_Exercise_. All of the data that follows should be retyped exactly as it appears.

_The input_.

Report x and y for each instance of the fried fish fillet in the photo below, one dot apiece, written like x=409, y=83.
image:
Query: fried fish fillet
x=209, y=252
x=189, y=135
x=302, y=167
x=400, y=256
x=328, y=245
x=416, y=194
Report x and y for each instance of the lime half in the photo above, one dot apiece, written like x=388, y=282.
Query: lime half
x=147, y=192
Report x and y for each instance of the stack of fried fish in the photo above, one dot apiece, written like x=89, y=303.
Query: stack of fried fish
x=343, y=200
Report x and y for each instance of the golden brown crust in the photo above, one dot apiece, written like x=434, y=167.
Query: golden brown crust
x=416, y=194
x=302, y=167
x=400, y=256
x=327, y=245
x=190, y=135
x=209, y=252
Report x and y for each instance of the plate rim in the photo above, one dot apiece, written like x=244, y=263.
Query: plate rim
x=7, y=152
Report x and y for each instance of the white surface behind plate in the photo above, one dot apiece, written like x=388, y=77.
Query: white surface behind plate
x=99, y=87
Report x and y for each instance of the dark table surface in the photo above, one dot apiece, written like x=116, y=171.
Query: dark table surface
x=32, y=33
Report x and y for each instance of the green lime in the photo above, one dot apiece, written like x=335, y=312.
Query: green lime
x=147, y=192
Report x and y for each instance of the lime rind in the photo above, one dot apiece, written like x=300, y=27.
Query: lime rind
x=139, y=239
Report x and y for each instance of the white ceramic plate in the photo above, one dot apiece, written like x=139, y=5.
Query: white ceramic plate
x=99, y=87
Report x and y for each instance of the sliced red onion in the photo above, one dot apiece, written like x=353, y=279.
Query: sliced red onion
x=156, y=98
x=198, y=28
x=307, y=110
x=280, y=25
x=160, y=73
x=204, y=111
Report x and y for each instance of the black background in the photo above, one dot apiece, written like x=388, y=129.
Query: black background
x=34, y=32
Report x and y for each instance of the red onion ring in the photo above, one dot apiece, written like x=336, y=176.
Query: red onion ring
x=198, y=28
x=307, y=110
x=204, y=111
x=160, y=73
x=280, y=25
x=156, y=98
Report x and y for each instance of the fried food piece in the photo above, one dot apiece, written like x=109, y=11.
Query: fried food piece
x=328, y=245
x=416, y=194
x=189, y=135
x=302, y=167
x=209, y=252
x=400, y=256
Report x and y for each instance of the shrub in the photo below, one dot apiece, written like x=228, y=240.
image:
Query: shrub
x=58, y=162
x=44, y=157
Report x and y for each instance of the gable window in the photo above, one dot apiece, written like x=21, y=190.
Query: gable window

_Result of this exercise_.
Report x and y for each instance of the fried fish fillet in the photo below, one dot apiece, written like x=409, y=83.
image:
Query: fried fish fillet
x=209, y=252
x=189, y=135
x=302, y=167
x=400, y=256
x=328, y=245
x=416, y=194
Report x and y for each instance of the lime half in the photo above, one dot apiece, written like x=388, y=282.
Query: lime half
x=147, y=192
Report x and y for each instance of the stack of fried fish in the photo above, one dot apiece, written like x=89, y=303.
Query: stack of fried fish
x=343, y=200
Report x and y for each instance of the golden brown crust in the photo above, one dot apiece, written like x=434, y=167.
Query: golden brown crust
x=416, y=194
x=302, y=167
x=400, y=256
x=327, y=245
x=190, y=135
x=209, y=252
Report x and y for each instance of the plate rim in the photo above, one dot apiece, written like x=244, y=263.
Query: plate rim
x=7, y=152
Report x and y for each instance of the white surface behind plate in the photo above, one dot apiece, written like x=388, y=77.
Query: white surface behind plate
x=99, y=87
Report x and y for each instance of the dark table surface in the photo above, one dot apiece, written like x=116, y=171.
Query: dark table surface
x=32, y=33
Report x and y for each instance of the green lime in the photo above, one dot apiece, written like x=335, y=312.
Query: green lime
x=147, y=192
Report x and y for each instance of the lime rind in the photo above, one dot apiece, written like x=300, y=27.
Query: lime rind
x=139, y=239
Report x and y for each instance of the white ceramic plate in the photo above, one dot apiece, written like x=139, y=5.
Query: white ceramic plate
x=99, y=87
Report x and y for each instance of the sliced red onion in the photo above, one dot apiece, written like x=353, y=279.
Query: sliced red onion
x=156, y=98
x=198, y=28
x=307, y=110
x=280, y=25
x=160, y=73
x=204, y=111
Report x and y for each instance of the black background in the photo above, one dot apiece, written like x=388, y=129.
Query: black background
x=34, y=32
Report x and y for each instance of the red onion ring in the photo above, one dot apiece, written like x=336, y=176.
Query: red onion ring
x=198, y=28
x=307, y=110
x=204, y=111
x=160, y=73
x=280, y=25
x=156, y=98
Report x and y for each instance of the fried food piece in the photo above, one dot apiece, written like x=109, y=11.
Query: fried food piece
x=328, y=245
x=416, y=194
x=189, y=135
x=302, y=167
x=209, y=252
x=400, y=256
Report x and y for each instance of the shrub in the photo below, one dot apiece, written like x=228, y=240.
image:
Query: shrub
x=58, y=162
x=44, y=157
Report x and y for each instance of the gable window in the photo above, one dot apiece, written like x=21, y=190.
Query: gable window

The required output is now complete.